§ **Coordinate annotation records**:

★ ★ ★ ★ ★ ★ ★

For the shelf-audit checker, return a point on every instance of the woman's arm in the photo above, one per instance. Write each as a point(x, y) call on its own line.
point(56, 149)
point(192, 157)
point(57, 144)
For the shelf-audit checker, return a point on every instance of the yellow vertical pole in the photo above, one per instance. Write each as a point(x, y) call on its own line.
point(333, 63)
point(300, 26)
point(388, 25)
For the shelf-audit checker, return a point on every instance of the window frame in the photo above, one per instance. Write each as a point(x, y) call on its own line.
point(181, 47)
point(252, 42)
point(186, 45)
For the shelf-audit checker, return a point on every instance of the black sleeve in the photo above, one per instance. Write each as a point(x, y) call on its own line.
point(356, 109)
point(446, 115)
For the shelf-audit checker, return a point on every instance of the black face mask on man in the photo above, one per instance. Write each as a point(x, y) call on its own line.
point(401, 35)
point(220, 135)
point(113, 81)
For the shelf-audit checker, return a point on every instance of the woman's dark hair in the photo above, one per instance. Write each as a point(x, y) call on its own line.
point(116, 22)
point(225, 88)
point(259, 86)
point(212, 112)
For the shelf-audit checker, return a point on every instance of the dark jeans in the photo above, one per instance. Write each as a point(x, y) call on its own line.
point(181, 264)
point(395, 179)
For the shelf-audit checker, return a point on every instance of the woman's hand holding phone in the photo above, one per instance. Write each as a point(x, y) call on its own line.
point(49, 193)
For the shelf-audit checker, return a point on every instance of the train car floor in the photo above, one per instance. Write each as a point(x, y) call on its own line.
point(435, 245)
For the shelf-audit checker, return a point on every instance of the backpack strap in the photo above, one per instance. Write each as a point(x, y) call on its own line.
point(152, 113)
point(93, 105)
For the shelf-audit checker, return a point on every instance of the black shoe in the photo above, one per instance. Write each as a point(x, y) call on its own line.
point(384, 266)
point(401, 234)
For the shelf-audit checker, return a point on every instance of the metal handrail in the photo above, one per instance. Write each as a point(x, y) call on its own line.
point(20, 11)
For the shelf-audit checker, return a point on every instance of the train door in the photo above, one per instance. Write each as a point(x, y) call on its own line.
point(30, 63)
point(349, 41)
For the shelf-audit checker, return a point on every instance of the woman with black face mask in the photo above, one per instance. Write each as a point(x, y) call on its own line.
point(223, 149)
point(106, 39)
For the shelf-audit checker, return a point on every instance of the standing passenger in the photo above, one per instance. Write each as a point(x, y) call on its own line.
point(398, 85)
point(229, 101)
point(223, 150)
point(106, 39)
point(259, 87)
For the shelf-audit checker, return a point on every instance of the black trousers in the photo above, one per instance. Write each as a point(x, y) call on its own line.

★ ★ ★ ★ ★ ★ ★

Rewrite all of the material above, changing each "black face mask" to "dark face mask" and keeping every other word the same.

For the shelf-audit checker, return a point on every instance of the woman's arm in the photo above, one per instance. Write each as a point(x, y) call on its own line.
point(56, 149)
point(192, 157)
point(57, 144)
For the shelf-audit checker, return a point on every instance of the yellow vertical pole in the photo above, one per instance. Write each as a point(x, y) call on its own line.
point(333, 63)
point(300, 26)
point(388, 25)
For the shelf-audit checker, return a point on every instance of the window frame in the photo above, one per instance. Write each as a point(x, y) call on its own line.
point(181, 47)
point(252, 42)
point(186, 45)
For the shelf-audit checker, return a point on every instance of the black sleeve in the photo above, one per instance. Write each as a point(x, y) call on its own line.
point(356, 109)
point(446, 115)
For the shelf-audit checker, return a point on every instance of the dark face mask on man in the photo above, one per instance. Write each as a point(x, y) call on its own line.
point(401, 35)
point(220, 135)
point(113, 81)
For the shelf-audit checker, return a point on every instance of the woman's dark hair in the photo above, one per instance. Write each as a point(x, y) call on its own line.
point(116, 22)
point(225, 88)
point(259, 86)
point(212, 112)
For the shelf-audit checker, return a point on every instance of the dark jeans in the photo above, one per instance. Write each as a point(x, y) call on its own line.
point(181, 264)
point(395, 179)
For the shelf-audit checker, return a point on every instance of the woman's hand holding phone in the photo above, one per instance. Write each as a point(x, y) call on its own line.
point(49, 193)
For the shelf-audit checker, return a point on every instance of the train car floor in the photo above, one per instance. Write each as a point(x, y) call on its own line.
point(435, 245)
For the shelf-audit checker, return a point on every instance of the backpack strap in the photo above, one per instance. Write each as a point(x, y) call on its own line.
point(152, 113)
point(93, 105)
For the shelf-audit checker, return a point on every instance of the black shoe in the photo above, one per instance. Write each as a point(x, y) call on its own line.
point(384, 266)
point(401, 234)
For the shelf-audit checker, return a point on every instance of the metal handrail in the photo above, one per instance. Write each as a point(x, y) call on its own line.
point(20, 11)
For the shelf-audit checker, return a point on every instance of the train door in the photo above, one per instance. Write each as a point(x, y) call on its own line.
point(30, 63)
point(349, 41)
For the shelf-audit checker, return a point on every instance of the woman with dark face mask in the photo above, one per instance. Write each as a point(x, y) call on its own line.
point(223, 149)
point(106, 39)
For the shelf-audit checker, return a point on every instance of the standing passenger in the photo above, one per instance. Write each as a point(x, y) call on its own line.
point(398, 85)
point(229, 101)
point(223, 150)
point(106, 39)
point(259, 87)
For the shelf-audit checker, return a point on every instance of the black trousers in the photo above, one per instance. Write each as a point(x, y) call on its own line.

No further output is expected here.